## Supplied material
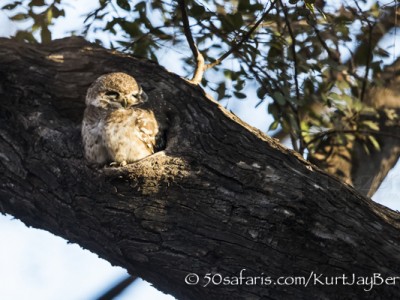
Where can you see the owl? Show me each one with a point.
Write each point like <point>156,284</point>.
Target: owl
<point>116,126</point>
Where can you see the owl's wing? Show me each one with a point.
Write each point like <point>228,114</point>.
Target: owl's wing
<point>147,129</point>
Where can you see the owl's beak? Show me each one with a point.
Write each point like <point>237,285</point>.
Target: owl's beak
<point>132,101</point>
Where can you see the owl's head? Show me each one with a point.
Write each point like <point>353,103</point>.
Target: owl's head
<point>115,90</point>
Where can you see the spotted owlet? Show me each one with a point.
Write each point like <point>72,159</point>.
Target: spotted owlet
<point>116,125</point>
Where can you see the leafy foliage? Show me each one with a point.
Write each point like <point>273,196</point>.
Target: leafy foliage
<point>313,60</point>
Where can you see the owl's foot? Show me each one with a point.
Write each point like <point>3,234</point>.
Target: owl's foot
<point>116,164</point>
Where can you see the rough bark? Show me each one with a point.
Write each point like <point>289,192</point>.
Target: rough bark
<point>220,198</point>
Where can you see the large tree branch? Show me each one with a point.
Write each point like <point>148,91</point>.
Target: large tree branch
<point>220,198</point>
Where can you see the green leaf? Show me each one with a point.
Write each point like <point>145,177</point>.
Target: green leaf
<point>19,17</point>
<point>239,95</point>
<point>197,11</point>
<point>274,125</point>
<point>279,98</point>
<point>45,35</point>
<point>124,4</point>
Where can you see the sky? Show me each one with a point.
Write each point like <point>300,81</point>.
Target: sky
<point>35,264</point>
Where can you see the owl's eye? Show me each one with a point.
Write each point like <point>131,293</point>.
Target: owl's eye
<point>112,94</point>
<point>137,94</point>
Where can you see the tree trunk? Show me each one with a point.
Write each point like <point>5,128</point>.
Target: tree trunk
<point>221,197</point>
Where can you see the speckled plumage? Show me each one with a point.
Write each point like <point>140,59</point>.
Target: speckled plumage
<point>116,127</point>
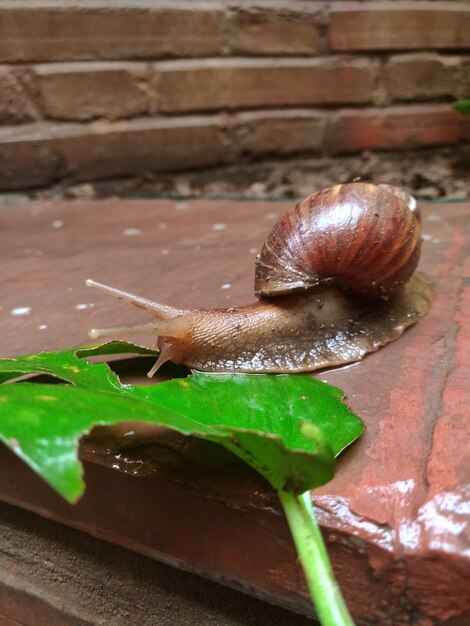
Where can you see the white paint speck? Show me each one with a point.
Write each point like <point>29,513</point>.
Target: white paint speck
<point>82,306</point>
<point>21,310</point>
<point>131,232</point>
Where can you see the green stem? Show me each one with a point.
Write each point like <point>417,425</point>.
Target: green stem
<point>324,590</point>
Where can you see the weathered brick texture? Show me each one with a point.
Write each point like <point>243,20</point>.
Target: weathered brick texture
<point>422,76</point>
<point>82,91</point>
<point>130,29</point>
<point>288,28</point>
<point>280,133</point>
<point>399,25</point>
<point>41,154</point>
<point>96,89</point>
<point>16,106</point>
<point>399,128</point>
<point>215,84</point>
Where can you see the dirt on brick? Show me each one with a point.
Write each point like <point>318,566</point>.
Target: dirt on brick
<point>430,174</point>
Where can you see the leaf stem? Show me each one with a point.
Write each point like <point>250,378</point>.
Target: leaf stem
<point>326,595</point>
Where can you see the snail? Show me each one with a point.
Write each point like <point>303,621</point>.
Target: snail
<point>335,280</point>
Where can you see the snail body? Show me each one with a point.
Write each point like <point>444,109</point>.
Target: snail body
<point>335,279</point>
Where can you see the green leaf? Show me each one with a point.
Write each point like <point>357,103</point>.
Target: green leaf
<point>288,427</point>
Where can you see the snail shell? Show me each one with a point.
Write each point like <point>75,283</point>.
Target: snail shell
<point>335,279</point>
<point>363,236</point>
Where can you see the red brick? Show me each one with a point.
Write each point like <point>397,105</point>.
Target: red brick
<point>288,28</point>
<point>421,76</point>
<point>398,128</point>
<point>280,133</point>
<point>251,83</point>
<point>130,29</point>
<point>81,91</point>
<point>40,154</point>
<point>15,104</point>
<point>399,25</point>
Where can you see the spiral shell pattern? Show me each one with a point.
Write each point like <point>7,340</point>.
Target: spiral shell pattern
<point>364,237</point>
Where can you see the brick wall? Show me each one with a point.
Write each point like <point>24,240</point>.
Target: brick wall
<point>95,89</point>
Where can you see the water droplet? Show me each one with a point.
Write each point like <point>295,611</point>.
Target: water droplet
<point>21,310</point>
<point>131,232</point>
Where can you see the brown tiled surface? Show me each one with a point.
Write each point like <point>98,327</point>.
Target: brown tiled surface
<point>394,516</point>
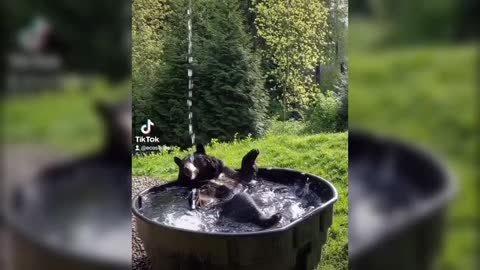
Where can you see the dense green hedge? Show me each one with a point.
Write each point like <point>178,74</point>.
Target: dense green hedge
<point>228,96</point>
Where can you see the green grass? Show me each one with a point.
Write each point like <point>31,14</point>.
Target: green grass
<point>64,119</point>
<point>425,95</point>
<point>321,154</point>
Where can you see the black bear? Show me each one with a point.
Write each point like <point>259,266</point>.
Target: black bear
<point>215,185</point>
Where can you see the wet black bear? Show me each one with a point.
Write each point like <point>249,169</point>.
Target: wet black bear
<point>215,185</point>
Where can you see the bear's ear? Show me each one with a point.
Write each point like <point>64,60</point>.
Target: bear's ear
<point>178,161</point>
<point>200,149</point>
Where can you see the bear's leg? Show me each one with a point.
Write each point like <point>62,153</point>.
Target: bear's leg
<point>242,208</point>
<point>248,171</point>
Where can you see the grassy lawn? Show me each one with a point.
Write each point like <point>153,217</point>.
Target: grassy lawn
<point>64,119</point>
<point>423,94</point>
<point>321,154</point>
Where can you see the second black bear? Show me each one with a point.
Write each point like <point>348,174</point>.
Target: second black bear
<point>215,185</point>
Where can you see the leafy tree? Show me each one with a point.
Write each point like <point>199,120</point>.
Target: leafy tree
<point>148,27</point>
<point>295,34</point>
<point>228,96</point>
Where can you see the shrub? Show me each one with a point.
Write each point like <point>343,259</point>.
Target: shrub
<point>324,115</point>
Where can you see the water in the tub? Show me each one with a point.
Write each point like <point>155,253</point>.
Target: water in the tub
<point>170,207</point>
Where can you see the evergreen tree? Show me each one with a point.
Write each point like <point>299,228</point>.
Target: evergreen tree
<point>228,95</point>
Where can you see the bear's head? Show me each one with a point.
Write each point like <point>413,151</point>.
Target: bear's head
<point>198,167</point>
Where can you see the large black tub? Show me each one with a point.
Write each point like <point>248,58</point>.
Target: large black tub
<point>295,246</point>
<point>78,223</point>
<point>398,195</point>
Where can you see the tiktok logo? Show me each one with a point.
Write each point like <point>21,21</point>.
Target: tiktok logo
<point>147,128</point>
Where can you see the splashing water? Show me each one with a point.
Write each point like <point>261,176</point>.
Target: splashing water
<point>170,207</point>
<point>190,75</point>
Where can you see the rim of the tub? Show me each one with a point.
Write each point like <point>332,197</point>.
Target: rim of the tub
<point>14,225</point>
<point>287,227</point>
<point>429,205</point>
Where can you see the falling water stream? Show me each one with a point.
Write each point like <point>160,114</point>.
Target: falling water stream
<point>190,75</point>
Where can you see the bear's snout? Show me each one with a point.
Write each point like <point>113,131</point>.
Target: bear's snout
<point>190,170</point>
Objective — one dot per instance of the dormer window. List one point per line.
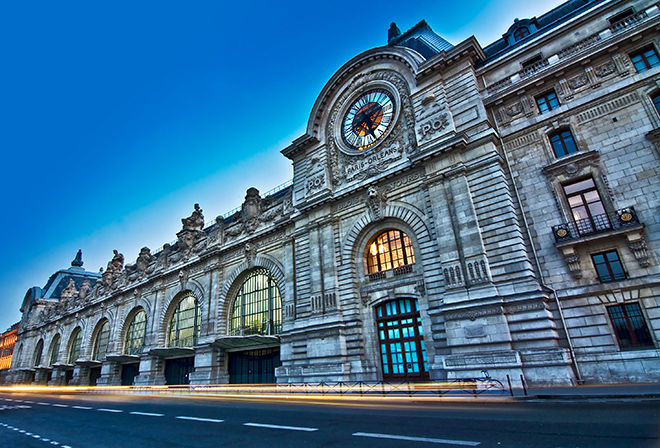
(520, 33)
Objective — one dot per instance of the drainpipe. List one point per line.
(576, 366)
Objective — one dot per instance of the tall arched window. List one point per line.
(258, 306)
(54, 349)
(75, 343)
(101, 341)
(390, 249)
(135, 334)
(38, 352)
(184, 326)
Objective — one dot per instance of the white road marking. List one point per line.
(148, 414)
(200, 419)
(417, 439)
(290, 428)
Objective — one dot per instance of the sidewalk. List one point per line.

## Exercise prompt
Rewrite the data from the very beginning through the line containing "<point>116,125</point>", both ends included, swapping "Show me each one with a point" for "Mark each one with a point" and keeping everything else the same. Leave out the pictures.

## Result
Where can you see the owl? Mark each one with a point.
Write each point like <point>156,284</point>.
Target: owl
<point>116,126</point>
Where can you see the owl's wing? Mark each one with a point.
Write each point like <point>228,114</point>.
Target: owl's wing
<point>147,129</point>
Where can you see the owl's beak? Mark each one with a point.
Write each point like <point>237,285</point>.
Target: owl's beak
<point>132,101</point>
Where can you see the owl's head? Mark each one with a point.
Write each point like <point>353,103</point>.
Target: owl's head
<point>115,90</point>
Where can you see the spotted owlet? Mark each one with a point.
Write each point like <point>72,159</point>.
Target: spotted owlet
<point>116,125</point>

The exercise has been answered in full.